▶ _EXTRACT TO READ_:
Meta introduces new data centre design for AI

Meta Signage Logo on Top of Glass Building.
Sheila Zabeu -

May 29, 2023

Part of a plan to build a new generation of infrastructure for Artificial Intelligence (AI), Meta recently revealed some details about advances in this area, including a new optimised data centre design, as well as the company’s first chip specifically for running AI models and the second phase of a supercomputer with 16,000 GPUs for AI research. According to Meta, these efforts will enable it to develop larger and more sophisticated AI models and then efficiently deploy them at scale.

Since opening its first data centre in 2010, Meta has been building a global infrastructure for its family of applications. According to the company, AI has been an important part of these systems for many years, including elements such as Big Sur hardware, the development of the PyTorch  Machine Learning framework and the supercomputer for AI research.

Now, the new data centre design will be able to work with future generations of hardware focused on AI training and inference. It will have an optimised design capable of supporting liquid-cooled hardware and a high-performance AI network connecting thousands of chips for AI training clusters. It will also be faster and more cost-effective to build and will complement other new pieces of hardware, such as the Meta Scalable Video Processor (MSVP ), Meta’s first internally developed ASIC solution for powering video workloads, an area that is constantly growing at the company.

▶ _INSTRUCTION 1_: Reproduce the Meta data center article from "May 29, 2023" all the way down to "them at scale.".

▶ _RECORDS SUPPLIED_:
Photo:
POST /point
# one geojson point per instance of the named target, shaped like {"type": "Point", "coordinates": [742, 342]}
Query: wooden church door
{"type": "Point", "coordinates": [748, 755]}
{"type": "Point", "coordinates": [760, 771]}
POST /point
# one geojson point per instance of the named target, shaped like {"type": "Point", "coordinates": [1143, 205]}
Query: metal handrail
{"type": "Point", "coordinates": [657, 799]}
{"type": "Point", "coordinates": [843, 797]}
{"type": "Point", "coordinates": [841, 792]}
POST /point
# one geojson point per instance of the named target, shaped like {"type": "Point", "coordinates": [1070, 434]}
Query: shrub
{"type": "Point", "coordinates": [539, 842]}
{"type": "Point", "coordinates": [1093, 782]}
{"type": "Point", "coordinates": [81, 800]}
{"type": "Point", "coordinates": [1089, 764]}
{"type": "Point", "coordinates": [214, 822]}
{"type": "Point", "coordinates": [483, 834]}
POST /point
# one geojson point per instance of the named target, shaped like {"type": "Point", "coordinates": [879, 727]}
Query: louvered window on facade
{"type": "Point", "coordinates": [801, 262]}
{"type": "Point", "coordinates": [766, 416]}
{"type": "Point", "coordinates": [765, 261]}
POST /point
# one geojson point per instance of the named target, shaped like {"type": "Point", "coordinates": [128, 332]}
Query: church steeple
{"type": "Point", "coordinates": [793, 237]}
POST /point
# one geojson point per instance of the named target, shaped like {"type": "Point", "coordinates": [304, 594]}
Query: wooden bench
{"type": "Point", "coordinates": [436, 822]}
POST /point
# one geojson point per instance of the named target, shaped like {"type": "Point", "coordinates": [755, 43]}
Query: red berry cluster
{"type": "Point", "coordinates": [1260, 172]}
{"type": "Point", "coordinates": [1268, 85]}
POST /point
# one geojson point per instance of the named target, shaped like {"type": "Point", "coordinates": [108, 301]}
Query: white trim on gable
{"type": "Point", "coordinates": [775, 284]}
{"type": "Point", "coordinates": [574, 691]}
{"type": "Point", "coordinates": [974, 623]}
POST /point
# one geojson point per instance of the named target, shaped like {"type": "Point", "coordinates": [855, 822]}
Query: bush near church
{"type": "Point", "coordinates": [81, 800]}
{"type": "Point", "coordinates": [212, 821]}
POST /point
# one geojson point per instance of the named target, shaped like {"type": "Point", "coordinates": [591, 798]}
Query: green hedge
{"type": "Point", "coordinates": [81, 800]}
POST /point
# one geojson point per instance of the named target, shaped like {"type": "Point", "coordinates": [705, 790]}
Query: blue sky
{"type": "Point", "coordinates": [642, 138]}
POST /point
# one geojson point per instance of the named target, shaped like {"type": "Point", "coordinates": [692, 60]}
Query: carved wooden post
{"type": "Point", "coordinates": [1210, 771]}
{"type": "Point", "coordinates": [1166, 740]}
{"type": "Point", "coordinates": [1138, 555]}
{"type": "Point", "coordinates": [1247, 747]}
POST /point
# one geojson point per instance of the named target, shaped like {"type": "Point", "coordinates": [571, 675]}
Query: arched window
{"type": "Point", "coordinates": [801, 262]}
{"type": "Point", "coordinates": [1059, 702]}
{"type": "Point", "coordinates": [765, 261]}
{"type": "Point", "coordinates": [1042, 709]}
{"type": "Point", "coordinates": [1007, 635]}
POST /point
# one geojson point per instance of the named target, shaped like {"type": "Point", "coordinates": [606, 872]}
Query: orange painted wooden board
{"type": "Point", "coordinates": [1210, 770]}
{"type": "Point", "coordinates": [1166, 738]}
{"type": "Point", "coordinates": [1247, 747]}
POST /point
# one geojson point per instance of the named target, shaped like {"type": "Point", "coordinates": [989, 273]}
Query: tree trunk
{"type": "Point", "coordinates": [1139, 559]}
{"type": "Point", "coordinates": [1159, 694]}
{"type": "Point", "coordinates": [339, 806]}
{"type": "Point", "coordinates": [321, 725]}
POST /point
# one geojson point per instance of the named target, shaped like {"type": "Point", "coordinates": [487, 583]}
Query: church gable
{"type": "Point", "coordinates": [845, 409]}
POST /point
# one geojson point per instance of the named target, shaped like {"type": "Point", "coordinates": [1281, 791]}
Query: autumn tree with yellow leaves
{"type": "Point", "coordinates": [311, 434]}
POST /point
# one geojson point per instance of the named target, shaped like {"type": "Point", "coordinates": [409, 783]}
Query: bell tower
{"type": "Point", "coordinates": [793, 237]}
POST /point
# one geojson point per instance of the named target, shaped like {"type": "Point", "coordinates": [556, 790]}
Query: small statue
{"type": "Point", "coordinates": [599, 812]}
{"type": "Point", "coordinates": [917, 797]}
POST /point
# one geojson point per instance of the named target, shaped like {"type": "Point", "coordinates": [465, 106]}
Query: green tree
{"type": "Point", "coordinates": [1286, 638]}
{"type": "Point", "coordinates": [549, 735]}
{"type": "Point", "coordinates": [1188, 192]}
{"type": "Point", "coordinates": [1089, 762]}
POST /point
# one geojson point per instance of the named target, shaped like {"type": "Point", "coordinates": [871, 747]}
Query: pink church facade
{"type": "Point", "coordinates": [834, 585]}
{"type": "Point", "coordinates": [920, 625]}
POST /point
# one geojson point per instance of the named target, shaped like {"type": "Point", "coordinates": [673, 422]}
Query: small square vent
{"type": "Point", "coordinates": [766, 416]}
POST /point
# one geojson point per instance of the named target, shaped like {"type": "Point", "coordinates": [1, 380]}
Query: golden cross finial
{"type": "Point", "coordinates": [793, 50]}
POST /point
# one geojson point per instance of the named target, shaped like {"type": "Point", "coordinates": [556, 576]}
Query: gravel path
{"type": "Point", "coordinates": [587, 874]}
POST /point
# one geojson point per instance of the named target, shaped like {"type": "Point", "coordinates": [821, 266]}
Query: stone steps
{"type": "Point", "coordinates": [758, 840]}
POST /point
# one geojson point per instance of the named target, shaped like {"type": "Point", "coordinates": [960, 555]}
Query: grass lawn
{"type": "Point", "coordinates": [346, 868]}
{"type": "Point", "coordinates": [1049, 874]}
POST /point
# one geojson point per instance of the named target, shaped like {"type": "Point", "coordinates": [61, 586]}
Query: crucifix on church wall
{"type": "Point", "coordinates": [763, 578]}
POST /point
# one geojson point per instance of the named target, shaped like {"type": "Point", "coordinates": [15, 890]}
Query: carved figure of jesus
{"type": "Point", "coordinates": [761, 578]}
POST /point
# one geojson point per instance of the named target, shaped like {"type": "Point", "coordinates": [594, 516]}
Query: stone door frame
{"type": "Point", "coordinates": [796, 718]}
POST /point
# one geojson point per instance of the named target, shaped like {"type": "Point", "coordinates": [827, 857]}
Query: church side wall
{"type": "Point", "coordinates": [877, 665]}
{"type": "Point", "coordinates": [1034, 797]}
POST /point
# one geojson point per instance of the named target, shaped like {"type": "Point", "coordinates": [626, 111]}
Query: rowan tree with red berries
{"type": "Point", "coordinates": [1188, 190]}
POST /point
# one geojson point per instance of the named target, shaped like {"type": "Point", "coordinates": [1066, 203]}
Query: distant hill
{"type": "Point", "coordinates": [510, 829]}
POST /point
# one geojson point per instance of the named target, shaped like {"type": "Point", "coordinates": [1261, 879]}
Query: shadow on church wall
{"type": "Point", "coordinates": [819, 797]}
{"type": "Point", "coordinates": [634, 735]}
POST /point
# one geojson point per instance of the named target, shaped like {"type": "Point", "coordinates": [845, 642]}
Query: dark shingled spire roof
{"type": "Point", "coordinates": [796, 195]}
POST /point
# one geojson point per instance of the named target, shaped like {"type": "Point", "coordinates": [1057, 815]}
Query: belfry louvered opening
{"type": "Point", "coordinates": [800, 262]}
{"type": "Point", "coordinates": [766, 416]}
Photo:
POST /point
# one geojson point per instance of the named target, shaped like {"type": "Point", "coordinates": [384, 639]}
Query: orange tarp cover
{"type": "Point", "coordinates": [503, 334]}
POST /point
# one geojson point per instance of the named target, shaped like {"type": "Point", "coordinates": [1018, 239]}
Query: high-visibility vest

▶ _INSTRUCTION 2_: Select every line in the entries above that contains the word "door".

▶ _TASK RESPONSE 1_:
May 29, 2023

Part of a plan to build a new generation of infrastructure for Artificial Intelligence (AI), Meta recently revealed some details about advances in this area, including a new optimised data centre design, as well as the company’s first chip specifically for running AI models and the second phase of a supercomputer with 16,000 GPUs for AI research. According to Meta, these efforts will enable it to develop larger and more sophisticated AI models and then efficiently deploy them at scale.

▶ _TASK RESPONSE 2_:
Query: wooden church door
Query: stone door frame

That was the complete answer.